→ **Excerpted data**
>>>>
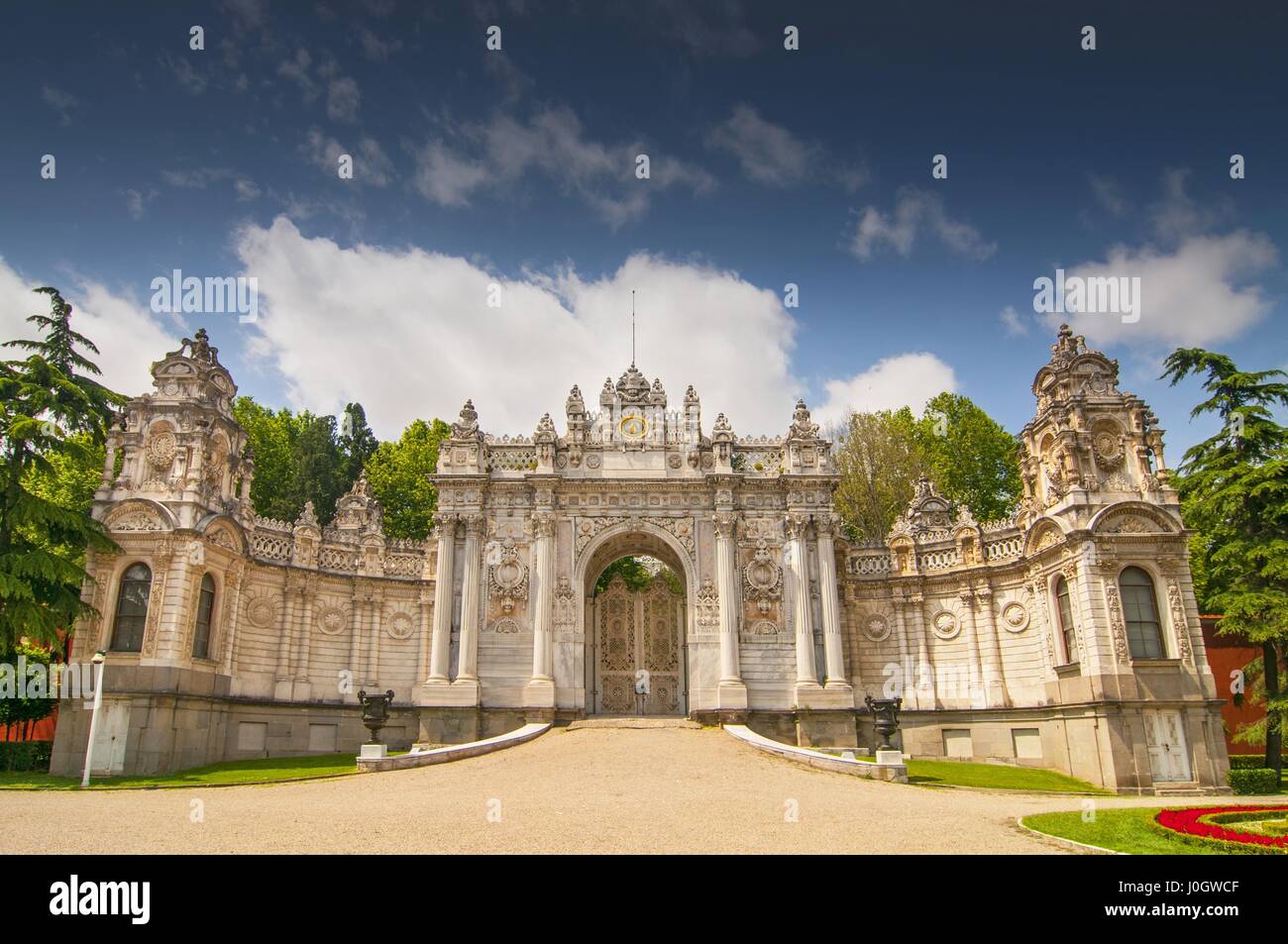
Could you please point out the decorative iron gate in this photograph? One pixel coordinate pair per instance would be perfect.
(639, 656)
<<<<
>>>>
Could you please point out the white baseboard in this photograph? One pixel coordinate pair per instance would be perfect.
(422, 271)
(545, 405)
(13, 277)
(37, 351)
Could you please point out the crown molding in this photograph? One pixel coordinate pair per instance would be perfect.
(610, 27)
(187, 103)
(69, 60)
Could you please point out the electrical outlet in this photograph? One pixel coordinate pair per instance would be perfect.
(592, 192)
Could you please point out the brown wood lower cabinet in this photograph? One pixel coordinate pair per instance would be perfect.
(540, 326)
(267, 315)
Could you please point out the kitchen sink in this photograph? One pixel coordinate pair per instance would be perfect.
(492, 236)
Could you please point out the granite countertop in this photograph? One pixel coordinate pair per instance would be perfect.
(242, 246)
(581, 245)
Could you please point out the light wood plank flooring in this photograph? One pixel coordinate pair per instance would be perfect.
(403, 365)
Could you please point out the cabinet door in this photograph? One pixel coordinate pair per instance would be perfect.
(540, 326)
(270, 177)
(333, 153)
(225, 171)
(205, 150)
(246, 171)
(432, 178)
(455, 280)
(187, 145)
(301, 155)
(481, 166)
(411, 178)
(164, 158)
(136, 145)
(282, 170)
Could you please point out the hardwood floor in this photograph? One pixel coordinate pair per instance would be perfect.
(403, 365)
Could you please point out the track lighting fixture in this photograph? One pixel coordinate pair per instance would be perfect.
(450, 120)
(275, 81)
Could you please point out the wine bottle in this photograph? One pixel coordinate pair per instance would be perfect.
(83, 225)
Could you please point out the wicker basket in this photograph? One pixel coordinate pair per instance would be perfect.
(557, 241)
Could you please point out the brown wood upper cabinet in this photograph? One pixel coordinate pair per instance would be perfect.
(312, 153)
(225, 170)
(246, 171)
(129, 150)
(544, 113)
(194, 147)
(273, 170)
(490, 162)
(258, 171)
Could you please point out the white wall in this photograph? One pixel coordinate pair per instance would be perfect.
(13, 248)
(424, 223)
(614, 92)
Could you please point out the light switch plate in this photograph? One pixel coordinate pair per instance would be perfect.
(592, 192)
<<<<
>>>>
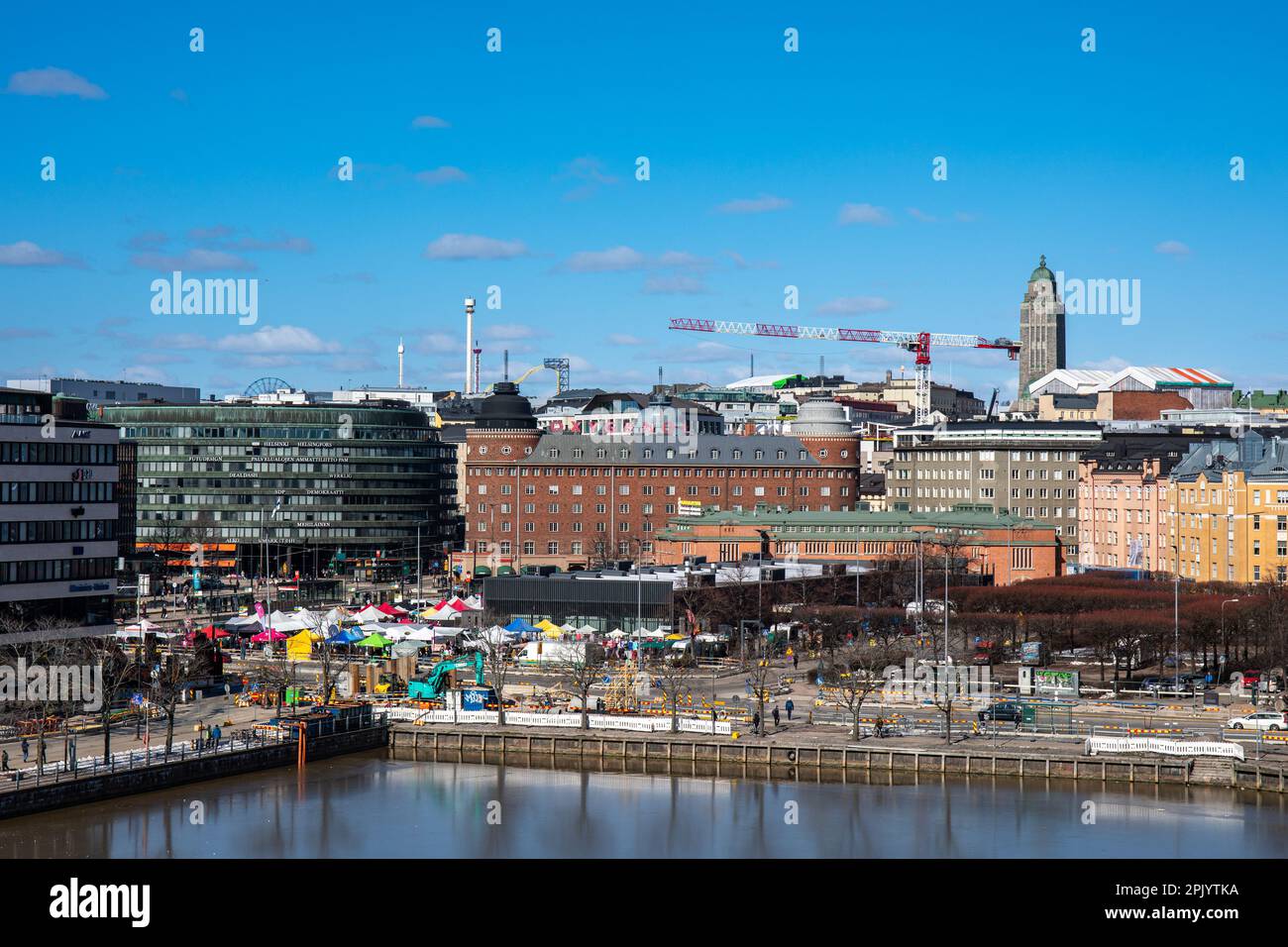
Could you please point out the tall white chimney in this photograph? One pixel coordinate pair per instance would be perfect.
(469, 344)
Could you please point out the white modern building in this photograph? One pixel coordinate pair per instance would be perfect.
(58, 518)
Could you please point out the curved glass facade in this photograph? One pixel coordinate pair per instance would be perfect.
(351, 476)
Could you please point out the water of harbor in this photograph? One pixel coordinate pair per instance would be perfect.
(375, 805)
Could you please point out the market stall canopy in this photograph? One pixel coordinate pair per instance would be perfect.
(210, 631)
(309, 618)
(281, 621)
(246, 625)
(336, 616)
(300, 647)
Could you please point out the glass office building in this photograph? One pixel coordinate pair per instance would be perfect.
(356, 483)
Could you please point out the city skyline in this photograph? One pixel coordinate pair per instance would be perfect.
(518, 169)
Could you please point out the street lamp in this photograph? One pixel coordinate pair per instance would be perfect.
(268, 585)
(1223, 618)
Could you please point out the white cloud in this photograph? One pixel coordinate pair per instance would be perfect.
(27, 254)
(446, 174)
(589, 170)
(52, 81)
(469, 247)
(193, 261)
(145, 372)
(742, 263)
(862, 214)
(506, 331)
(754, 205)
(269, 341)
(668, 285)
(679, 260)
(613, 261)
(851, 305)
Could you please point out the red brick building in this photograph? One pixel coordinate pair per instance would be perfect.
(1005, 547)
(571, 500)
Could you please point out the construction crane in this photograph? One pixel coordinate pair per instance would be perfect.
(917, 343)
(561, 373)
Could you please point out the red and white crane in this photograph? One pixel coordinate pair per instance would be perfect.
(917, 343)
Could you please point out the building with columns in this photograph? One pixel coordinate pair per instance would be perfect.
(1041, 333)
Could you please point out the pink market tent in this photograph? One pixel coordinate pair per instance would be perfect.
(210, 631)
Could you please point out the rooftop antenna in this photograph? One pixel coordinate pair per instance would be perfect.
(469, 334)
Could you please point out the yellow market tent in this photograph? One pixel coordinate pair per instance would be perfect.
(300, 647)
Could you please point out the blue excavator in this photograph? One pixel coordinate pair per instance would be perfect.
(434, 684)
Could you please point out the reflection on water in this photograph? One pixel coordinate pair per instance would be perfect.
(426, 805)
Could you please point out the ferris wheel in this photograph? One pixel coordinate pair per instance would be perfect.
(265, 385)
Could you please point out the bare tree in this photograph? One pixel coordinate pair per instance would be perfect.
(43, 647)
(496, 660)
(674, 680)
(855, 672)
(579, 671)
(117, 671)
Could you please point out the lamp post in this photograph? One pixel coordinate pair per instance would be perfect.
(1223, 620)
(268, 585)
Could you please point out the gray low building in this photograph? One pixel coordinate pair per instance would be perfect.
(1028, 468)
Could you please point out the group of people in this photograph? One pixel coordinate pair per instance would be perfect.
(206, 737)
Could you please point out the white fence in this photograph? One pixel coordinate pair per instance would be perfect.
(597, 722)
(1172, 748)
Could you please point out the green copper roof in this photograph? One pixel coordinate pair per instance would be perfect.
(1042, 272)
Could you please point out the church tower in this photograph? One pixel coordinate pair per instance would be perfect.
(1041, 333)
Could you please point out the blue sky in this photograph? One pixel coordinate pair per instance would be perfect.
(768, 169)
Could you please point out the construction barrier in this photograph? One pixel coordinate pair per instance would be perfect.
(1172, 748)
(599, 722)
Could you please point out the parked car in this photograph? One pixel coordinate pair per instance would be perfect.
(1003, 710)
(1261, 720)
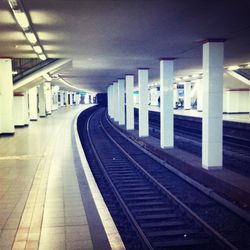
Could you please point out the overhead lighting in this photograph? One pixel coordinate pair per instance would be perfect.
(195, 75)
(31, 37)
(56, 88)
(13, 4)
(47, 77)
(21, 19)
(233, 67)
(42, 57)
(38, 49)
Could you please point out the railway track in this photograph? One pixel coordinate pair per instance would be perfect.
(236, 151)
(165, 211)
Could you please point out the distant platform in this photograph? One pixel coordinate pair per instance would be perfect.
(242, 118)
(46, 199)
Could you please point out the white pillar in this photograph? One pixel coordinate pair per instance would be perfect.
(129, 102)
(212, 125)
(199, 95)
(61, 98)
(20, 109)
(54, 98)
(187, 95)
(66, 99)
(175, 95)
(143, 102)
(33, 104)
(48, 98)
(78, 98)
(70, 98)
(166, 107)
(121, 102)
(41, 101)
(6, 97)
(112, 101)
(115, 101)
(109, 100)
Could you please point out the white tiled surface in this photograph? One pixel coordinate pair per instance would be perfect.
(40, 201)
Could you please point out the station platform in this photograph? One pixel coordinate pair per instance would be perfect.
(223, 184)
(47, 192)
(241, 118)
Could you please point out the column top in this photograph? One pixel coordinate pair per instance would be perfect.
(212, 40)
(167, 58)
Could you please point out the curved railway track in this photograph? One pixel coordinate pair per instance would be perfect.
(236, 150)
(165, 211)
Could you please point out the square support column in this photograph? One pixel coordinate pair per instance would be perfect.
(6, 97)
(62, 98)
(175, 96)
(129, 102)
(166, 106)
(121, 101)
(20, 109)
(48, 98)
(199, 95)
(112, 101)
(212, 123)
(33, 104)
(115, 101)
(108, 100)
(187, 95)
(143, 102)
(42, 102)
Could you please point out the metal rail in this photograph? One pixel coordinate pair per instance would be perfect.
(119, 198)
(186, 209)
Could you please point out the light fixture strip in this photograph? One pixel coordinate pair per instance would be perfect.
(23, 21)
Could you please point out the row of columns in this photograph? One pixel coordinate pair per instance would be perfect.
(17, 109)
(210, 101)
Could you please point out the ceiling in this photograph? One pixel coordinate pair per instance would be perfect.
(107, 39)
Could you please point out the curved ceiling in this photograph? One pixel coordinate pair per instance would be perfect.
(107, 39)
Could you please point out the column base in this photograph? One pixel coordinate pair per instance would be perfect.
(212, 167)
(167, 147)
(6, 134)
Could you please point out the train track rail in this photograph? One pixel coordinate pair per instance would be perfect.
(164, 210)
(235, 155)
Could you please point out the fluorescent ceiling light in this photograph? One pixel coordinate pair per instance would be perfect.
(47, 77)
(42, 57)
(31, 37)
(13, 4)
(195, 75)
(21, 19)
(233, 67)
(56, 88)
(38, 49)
<<<<
→ **The problem**
Gather every line in the records above that contains the word "track", and copy each one in full.

→ **Solution to this problem**
Could you please point out the track lighting fixture in this photograph? One pixel coordinate pair per instance would be perfect.
Could you please point out the railway track in this photograph? One pixel coordinate pair per instance would be perfect.
Could you please point out the curved railway track in this photograph? One pixel coordinate pair per instance would be perfect.
Could you please point out the train track rail in this photograph? One pixel coordinate pair per instance would be perfect.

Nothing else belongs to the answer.